* [Written problem]
Return the lines of the records below exactly, starting with the line that contains "Can you spot the deep" and going on through the line that contains "x=162, y=93".

* [Excerpts of pointing data]
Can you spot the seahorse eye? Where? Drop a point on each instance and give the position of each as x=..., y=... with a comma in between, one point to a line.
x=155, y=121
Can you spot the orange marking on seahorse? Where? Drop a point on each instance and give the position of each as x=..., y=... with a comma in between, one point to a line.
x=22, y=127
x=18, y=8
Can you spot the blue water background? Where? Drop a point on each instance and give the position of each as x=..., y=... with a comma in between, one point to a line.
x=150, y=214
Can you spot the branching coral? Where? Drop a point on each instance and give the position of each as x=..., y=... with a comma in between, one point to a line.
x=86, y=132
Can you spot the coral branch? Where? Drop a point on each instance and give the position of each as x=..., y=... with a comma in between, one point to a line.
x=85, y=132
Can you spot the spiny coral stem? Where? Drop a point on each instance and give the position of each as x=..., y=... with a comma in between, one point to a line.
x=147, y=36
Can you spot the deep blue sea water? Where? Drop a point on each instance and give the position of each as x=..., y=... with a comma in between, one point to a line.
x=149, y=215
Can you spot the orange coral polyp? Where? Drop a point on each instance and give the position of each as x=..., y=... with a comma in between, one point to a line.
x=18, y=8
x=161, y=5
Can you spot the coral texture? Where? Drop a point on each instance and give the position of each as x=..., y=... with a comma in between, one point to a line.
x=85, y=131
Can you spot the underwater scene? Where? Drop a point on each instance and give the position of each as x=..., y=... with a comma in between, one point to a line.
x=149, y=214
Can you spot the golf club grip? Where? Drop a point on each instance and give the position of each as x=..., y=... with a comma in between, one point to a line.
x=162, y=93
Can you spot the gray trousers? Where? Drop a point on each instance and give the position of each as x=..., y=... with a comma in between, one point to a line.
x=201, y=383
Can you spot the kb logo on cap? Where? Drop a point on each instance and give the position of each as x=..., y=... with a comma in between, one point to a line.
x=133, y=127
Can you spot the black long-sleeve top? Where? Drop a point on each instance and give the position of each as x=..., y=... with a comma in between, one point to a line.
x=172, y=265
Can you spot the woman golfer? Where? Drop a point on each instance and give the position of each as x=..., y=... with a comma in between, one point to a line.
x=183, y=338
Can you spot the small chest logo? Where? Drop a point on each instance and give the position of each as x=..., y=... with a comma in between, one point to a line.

* [Full solution]
Can you spot the deep blue sea water? Where? Drop a point on each instance and give the position of each as x=..., y=... with a comma in between, one point to a line.
x=149, y=215
Can you spot the orange coral polyp? Where? Drop a point on each instance and give the position of each as x=..., y=... with a comma in between, one point to a line.
x=18, y=8
x=161, y=5
Can you spot the coral texture? Where? Drop a point on each instance and give the position of each as x=..., y=... with a comma in between, one point to a line.
x=85, y=131
Can you spot the underwater scene? Where? Drop a point on each instance and give the position of each as x=..., y=... with a comma in between, one point to a line.
x=149, y=214
Can you spot the golf club grip? Where? Drop a point on each instance and give the position of each as x=..., y=... with a comma in between, one point to a line.
x=162, y=93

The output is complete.